Required task:
Only the lines from the line holding "Annotation task — pin every instance of the haze" to the last line should be output, each exactly as given.

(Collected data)
□ □ □ □

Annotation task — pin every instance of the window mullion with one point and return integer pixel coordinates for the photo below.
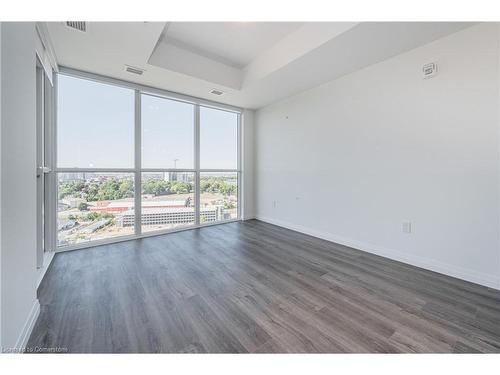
(138, 161)
(197, 164)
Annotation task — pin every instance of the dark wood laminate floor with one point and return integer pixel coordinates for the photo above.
(255, 287)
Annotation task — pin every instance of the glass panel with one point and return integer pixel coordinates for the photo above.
(218, 196)
(95, 124)
(167, 133)
(218, 139)
(94, 206)
(167, 200)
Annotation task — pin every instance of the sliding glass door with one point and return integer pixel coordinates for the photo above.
(131, 162)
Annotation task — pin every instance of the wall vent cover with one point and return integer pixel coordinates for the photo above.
(133, 70)
(216, 92)
(77, 25)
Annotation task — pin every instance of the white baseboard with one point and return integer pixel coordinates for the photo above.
(47, 260)
(490, 281)
(22, 341)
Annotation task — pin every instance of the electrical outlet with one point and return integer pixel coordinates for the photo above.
(406, 227)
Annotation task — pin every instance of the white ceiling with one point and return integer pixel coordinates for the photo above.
(255, 64)
(232, 43)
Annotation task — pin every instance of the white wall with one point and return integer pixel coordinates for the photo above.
(248, 164)
(18, 195)
(351, 160)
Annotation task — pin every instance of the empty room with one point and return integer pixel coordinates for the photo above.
(250, 187)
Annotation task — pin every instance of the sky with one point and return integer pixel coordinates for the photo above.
(95, 129)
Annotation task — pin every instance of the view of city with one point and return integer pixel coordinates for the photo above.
(94, 206)
(95, 130)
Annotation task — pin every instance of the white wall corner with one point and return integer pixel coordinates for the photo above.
(248, 191)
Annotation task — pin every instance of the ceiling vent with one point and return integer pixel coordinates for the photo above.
(133, 70)
(77, 25)
(216, 92)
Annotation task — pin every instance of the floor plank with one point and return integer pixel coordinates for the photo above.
(252, 287)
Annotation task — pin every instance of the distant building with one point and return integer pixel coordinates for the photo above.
(169, 215)
(122, 206)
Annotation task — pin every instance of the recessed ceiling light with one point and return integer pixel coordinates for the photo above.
(216, 92)
(134, 70)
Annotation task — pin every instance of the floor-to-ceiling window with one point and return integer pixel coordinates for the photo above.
(132, 162)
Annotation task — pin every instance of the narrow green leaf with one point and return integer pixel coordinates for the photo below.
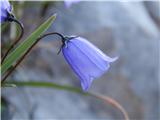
(25, 45)
(46, 84)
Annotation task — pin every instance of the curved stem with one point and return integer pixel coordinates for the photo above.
(16, 41)
(26, 53)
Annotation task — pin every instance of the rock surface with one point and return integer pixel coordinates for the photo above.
(124, 29)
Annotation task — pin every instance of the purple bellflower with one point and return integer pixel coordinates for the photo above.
(87, 61)
(68, 3)
(6, 9)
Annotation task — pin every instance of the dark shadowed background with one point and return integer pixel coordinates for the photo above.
(129, 30)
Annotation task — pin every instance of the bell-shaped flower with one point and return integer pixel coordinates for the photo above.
(68, 3)
(6, 9)
(87, 61)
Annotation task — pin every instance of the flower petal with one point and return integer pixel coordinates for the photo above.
(85, 64)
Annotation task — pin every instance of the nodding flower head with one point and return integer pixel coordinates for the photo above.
(6, 9)
(68, 3)
(87, 61)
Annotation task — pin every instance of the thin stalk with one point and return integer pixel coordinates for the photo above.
(26, 53)
(16, 41)
(104, 98)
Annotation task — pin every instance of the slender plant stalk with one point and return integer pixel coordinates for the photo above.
(26, 53)
(16, 41)
(104, 98)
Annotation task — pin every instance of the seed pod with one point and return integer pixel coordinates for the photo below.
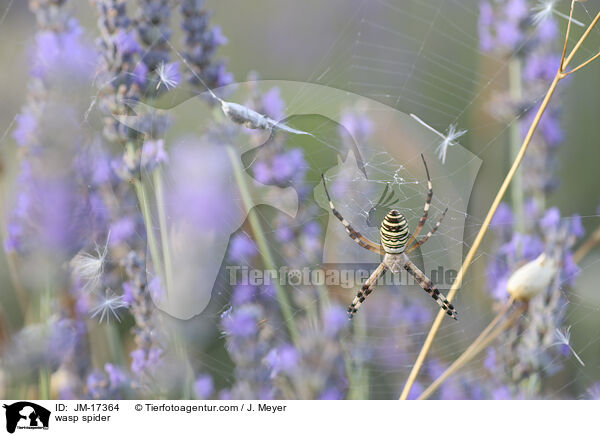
(532, 278)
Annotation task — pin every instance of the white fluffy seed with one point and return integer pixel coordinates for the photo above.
(532, 278)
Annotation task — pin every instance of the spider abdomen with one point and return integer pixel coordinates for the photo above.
(394, 232)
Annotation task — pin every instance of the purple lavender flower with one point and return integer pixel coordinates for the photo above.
(200, 44)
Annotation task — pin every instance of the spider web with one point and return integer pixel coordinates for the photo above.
(422, 57)
(418, 57)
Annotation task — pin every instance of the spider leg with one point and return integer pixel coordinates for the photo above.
(426, 208)
(430, 288)
(366, 289)
(417, 244)
(356, 236)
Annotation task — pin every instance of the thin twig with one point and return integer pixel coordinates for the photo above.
(579, 67)
(481, 343)
(485, 225)
(562, 58)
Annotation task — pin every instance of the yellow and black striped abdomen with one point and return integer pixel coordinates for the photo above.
(394, 232)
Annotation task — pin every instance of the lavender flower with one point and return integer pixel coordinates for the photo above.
(200, 44)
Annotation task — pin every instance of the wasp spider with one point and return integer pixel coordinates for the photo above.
(396, 243)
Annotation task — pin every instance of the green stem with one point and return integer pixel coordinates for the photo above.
(263, 246)
(516, 190)
(45, 311)
(162, 220)
(145, 207)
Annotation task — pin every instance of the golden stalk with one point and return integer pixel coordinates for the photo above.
(560, 74)
(481, 343)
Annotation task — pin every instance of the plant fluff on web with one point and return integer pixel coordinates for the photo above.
(527, 231)
(91, 244)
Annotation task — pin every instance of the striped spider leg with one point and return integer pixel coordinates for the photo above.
(395, 244)
(356, 236)
(366, 289)
(429, 287)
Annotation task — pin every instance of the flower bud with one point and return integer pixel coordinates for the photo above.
(532, 278)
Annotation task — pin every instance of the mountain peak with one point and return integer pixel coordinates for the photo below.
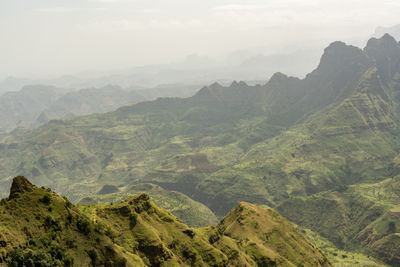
(385, 51)
(278, 76)
(384, 42)
(20, 185)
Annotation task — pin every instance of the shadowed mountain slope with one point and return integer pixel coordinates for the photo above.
(38, 227)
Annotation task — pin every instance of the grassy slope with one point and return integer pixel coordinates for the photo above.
(261, 144)
(190, 212)
(137, 233)
(364, 216)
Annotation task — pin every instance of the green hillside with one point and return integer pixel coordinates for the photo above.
(40, 228)
(190, 212)
(302, 139)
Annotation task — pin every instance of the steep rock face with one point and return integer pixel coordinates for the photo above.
(40, 226)
(386, 54)
(19, 186)
(266, 237)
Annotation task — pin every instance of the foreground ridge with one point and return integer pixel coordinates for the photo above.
(39, 227)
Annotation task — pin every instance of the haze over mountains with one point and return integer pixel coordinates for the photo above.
(322, 150)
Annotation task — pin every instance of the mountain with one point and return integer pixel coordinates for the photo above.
(190, 212)
(392, 30)
(23, 107)
(35, 105)
(264, 144)
(39, 227)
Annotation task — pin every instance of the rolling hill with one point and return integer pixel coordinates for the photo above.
(338, 128)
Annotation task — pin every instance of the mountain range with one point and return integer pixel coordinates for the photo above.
(40, 228)
(322, 150)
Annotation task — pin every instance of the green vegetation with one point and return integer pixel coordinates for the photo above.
(319, 149)
(135, 232)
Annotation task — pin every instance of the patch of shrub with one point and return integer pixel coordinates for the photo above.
(133, 220)
(46, 199)
(83, 226)
(93, 255)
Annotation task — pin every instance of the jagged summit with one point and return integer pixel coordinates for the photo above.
(136, 232)
(386, 40)
(20, 185)
(338, 56)
(278, 77)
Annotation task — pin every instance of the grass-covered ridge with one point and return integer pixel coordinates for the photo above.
(39, 227)
(266, 144)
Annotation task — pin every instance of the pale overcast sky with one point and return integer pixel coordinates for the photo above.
(51, 37)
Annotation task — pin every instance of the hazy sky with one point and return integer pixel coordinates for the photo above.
(46, 37)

□ □ □ □

Reply to the task:
Annotation task — pin every instance of the haze over mountains with one point and return integer pixel coordinates for the photo above.
(322, 150)
Annotation task — pin every instance of the mountain with one point and return integer pixel coordinates for the photo above.
(190, 212)
(392, 30)
(23, 107)
(35, 105)
(264, 144)
(39, 227)
Annotation task — pin every instance of the rolling hill with one point and return integer pixel coordinates for the photo above.
(338, 128)
Annotation task — pin every instance of the mountain range with one point and return integer pixel coordinates for the photo above.
(40, 228)
(322, 150)
Annotation task — pin every instance of the green vegetation with one point and return integer pixel coordinates for the photo above.
(319, 149)
(135, 232)
Annotation task — pin every instance of the patch of shrub with one point and return integer pixel coordinates for the photo above.
(133, 220)
(46, 199)
(83, 226)
(93, 255)
Annotation task — pin every instance of the jagged summit with one point and return integer pixel coordinates for the photo above.
(136, 232)
(386, 40)
(20, 185)
(338, 56)
(278, 77)
Annotation task — pin every instance of the grass-covered ridge with one point and return integer pixel coordinates for the photo above.
(39, 227)
(266, 144)
Annotation task — pin every instance of the pale overcast sky with one point and return integer pixel coordinates for the photo above.
(51, 37)
Annotation task — pin every instance of the hazy sky with one point and return integer pixel coordinates for the photo above.
(46, 37)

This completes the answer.